• [Dataset entries]:
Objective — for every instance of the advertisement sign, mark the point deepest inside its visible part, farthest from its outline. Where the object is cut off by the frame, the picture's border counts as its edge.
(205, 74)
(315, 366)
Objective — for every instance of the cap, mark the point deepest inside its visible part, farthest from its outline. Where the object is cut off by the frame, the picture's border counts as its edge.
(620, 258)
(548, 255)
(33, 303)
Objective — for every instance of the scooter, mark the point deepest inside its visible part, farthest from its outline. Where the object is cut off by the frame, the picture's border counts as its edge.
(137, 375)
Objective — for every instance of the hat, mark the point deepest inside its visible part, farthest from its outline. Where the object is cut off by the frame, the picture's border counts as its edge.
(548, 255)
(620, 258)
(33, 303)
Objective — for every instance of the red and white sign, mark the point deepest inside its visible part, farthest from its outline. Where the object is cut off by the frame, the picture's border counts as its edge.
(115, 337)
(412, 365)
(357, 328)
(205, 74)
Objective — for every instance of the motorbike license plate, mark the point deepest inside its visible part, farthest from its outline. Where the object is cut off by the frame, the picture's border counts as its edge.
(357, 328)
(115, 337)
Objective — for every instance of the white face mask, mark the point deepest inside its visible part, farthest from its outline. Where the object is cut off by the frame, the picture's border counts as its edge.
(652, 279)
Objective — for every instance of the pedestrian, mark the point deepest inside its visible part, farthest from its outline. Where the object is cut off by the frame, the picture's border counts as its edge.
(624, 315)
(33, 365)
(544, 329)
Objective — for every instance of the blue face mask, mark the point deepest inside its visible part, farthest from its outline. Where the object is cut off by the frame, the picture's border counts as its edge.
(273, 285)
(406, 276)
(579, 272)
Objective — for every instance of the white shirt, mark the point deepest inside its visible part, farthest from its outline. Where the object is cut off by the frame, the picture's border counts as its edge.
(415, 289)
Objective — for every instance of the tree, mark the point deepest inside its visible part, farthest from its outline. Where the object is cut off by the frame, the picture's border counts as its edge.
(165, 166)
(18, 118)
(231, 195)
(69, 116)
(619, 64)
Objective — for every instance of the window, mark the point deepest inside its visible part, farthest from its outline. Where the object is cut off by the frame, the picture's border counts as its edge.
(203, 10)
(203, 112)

• [Your objective]:
None of the records may be omitted; each is to be printed exactly.

• [Reply to the task]:
Objective — for every instance of the advertisement sign, mark the point deepest inside its visible part, farthest from its outline. Where the object is cut off by the frame, the picture's border counts as its edge.
(205, 74)
(315, 366)
Objective — for every instance of the cap, mark the point deepest inside its visible part, farthest from its outline. Where the object is cut off by the frame, the picture's border counts as its edge.
(620, 258)
(548, 255)
(33, 303)
Objective — for every instance of the scooter, mark the point deepest inside its visible part, farthest from its outline. Where the object is cut off by the frame, the picture's border counts as its edge.
(137, 375)
Objective — for every instance of the hat, mark the point deepest inside its visible part, farthest from its outline. Where the object is cut off by the frame, the picture's border counts as its edge.
(548, 255)
(620, 258)
(33, 303)
Objective — for every instance of the red and white sign, mark the point deepest inside its visible part, farthest from its outline. Where the object is cut off by the frame, the picture's border counts as its edge.
(115, 337)
(412, 365)
(357, 328)
(205, 74)
Objective — for every instance of the motorbike license plate, mark the point deepest inside its visible part, farthest from its outline. Where the object is cut off by the frame, the picture's border counts as its edge.
(357, 328)
(115, 337)
Objective — for every instance of the white face mask, mark the point deepest inside its visible part, farthest from its outline. Where the object is cut off by the frame, the picture's border counts as its edge.
(652, 279)
Objective — for every instance of the pedestrian, mark the point deepest inside its visible part, farthest from its outline. Where the object is cut off by the frame, the picture's border counts as its edge.
(624, 315)
(33, 365)
(544, 329)
Objective — for every instance of the blue face mask, mark the point deepest inside its visible part, farthest from its outline. Where the object is cut off by the frame, the picture's border counts as its edge.
(273, 285)
(406, 276)
(579, 272)
Objective — for every instance of the white shirt, mark the point deepest inside its visible part, farthest from its outline. Where the object is cut off by the frame, the picture's border counts as its edge.
(415, 289)
Objective — for every instance of the tree, mark the point deepest inside its visible part, farthest from its outline. Where the object is cut off by the frame, the picture's border counts as its edge.
(165, 166)
(18, 118)
(231, 195)
(69, 116)
(619, 64)
Objective — for every instance of the window, mark the point deepest inside its visible part, farthest from its outline. Where the object is cut off by the frame, the picture's border counts as its edge.
(203, 10)
(203, 112)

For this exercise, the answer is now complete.